--- START OF Text provided ---
Let $P = p_1\ p_2\ p_3\ \ldots\ p_n$ and $Q = q_1\ q_2\ q_3\ \ldots\ q_m$ be the two strings for which we want to find the LCS.

Let $\LCS(P,Q)$ be the length of the longest common subsequence of $P$ and $Q$.

As with any dyanmic programming problem, we need to define $\mathbf{\mathbf{LCS}(P,Q)}$ in terms of smaller subproblems that can be evaluated recursively.

Let's consider smaller subproblems in which we remove the last character, $p_n$, from $P$ and/or remove the last character, $q_m$, from $Q$.

Then there are four situations:

The easiest situation occurs when the last characters are identical. Then we can use that character as the last character in the LCS, and append it to the LCS of the preceding characters in $P$ and $Q$. In this case, $$\LCS( p_1 \ldots p_n, q_1 \ldots q_m ) = 1 + \LCS( p_1 \ldots p_{n-1}, q_1 \ldots q_{m-1} ) .$$

Otherwise, the last characters are not identical:

Perhaps $p_n$ is in the LCS and $q_m$ is not. Then $$\LCS( p_1 \ldots p_n, q_1 \ldots q_m ) = \LCS( p_1 \ldots p_n, q_1 \ldots q_{m-1} ) .$$
Perhaps $q_m$ is in the LCS and $p_n$ is not. Then $$\LCS( p_1 \ldots p_n, q_1 \ldots q_m ) = \LCS( p_1 \ldots p_{n-1}, q_1 \ldots q_m ) .$$
Perhaps neither of $p_n$ and $q_m$ is in the LCS. Then $$\LCS( p_1 \ldots p_n, q_1 \ldots q_m ) = \LCS( p_1 \ldots p_{n-1}, q_1 \ldots q_{m-1} ) .$$

For the latter three cases, we don't know which is the maximum, so we have to evaluate all three and pick the maximum.
--- END OF Text provided ---
### Short exercise A
Quote the passage on longest common subsequences from "Let $\LCS(P,Q)$ be" up to and including "character, $q_m$, from $Q$.".
### Short exercise B
Write the next part of the passage on longest common subsequences, picking up after its final sentence.
The records are not required for any of this work.
--- START OF Information given ---
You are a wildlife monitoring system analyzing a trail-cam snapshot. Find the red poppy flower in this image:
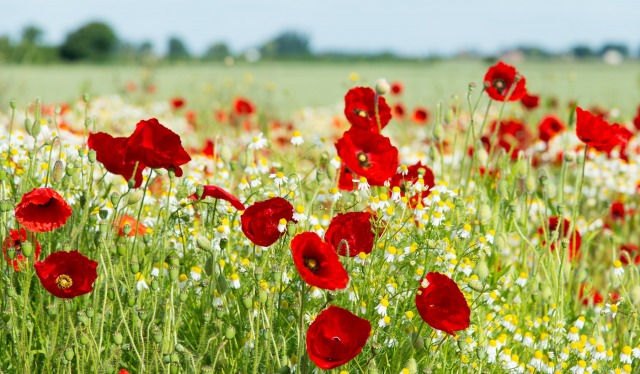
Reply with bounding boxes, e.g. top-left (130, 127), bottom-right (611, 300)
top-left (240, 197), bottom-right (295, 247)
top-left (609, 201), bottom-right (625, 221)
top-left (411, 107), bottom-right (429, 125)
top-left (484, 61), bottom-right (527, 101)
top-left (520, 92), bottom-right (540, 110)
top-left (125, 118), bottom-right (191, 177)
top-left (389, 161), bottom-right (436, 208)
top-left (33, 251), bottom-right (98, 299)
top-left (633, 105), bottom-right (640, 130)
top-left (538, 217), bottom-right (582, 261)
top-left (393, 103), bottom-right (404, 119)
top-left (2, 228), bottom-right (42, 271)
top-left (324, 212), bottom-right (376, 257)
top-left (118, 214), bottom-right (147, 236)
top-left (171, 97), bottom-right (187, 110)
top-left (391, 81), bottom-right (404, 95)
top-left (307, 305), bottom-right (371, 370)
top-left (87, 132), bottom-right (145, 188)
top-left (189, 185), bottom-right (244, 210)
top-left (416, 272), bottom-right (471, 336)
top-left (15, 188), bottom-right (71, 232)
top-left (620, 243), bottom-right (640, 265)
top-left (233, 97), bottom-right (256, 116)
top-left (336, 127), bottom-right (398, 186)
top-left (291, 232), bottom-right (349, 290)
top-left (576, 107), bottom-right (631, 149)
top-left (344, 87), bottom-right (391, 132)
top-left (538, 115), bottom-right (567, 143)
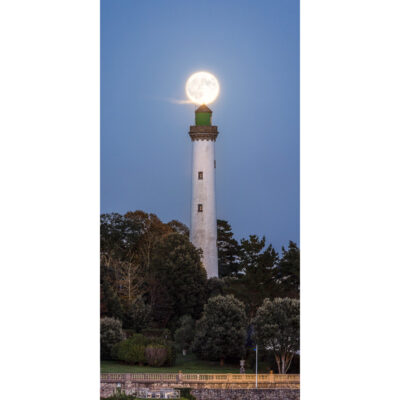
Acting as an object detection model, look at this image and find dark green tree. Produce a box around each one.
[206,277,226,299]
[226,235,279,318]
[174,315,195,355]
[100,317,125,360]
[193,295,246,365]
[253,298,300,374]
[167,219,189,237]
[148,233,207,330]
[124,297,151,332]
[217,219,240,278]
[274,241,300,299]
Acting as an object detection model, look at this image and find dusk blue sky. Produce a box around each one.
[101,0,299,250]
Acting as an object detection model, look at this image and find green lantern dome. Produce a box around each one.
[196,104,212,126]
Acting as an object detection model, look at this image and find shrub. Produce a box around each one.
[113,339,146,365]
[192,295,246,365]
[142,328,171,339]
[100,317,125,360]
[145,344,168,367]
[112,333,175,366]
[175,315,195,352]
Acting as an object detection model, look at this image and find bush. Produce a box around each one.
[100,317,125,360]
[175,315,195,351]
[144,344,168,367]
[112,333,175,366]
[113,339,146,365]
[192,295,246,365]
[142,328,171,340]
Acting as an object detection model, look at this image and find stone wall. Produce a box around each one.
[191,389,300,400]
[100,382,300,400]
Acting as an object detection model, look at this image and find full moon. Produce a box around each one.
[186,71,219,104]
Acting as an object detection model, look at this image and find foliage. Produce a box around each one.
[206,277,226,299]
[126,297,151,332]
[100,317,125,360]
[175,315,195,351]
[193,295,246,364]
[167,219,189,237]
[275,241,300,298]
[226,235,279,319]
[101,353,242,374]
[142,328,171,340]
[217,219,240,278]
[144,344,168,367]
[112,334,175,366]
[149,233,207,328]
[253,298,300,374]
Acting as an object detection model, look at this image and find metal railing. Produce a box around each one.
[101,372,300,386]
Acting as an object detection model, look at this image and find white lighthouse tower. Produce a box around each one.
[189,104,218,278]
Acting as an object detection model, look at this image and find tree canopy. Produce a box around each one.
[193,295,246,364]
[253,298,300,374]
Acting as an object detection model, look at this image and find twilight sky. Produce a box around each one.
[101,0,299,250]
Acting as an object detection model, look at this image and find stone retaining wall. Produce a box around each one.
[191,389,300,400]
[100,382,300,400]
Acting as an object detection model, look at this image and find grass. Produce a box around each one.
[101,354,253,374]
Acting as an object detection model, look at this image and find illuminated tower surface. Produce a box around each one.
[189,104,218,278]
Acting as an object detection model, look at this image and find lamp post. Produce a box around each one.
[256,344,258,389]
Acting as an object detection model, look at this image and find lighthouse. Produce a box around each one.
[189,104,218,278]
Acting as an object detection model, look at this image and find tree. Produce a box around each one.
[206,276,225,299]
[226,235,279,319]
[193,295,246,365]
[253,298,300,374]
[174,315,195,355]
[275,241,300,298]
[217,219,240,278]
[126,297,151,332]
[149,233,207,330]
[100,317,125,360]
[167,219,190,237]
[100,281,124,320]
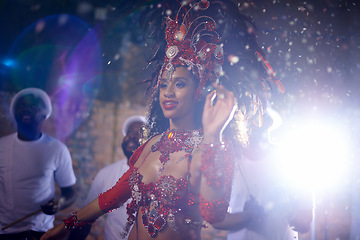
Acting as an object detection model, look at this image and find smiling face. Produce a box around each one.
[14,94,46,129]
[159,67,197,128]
--- END OF Information given ---
### Exercise response A
Let $\LCS(P,Q)$ be the length of the longest common subsequence of $P$ and $Q$.

As with any dyanmic programming problem, we need to define $\mathbf{\mathbf{LCS}(P,Q)}$ in terms of smaller subproblems that can be evaluated recursively.

Let's consider smaller subproblems in which we remove the last character, $p_n$, from $P$ and/or remove the last character, $q_m$, from $Q$.

### Exercise response B
To simplify the notation, we'll define $$\LCS(i,j) = \LCS( p_1 \ldots p_i, q_1 \ldots q_j ) .$$

Then we have (using $i$ in place of $n$, and $j$ in place of $m$ to indicate that we could be at any prefix of the strings):

if $p_i = q_j$ $$\LCS( i, j ) = 1 + \LCS( i-1, j-1 )$$
else $$\LCS( i, j ) = \max( \ \ \begin{array}[t]{l} \LCS( i-1, j ), \\ \LCS( i, j-1 ), \\ \LCS( i-1, j-1 ) \ \ \ ) \end{array}$$

As this is recursive, we need some base cases, which occur when the string has length zero:

$\LCS(i,0) = 0$
$\LCS(0,j) = 0$

Implementing LCS

As with the contour joining problem, we can build a table, LCS[i,j], and fill it in, starting from the"smallest" subproblem and going in order of increasing subproblem size.

Subproblem sizes range from $(0,0)$ (the base case) to $(n,m)$, so we need a table of size $(n+1) \times (m+1)$ to store the subproblem results.

Here's a example table for strings $P$ = "mailroom" and $Q$ = "palindrome". Note the $p_0$ column and $q_0$ row for the base cases, which already have their LCS filled in.

empty table with 'mailroom' horizontally and 'palindrome' vertically

To avoid the extra $p_0$ column and $q_0$ row, we could incorporate the base cases as conditional tests in the program code. But this extra row and column allows us to have simpler, cleaner code, so we'll accept the extra memory cost.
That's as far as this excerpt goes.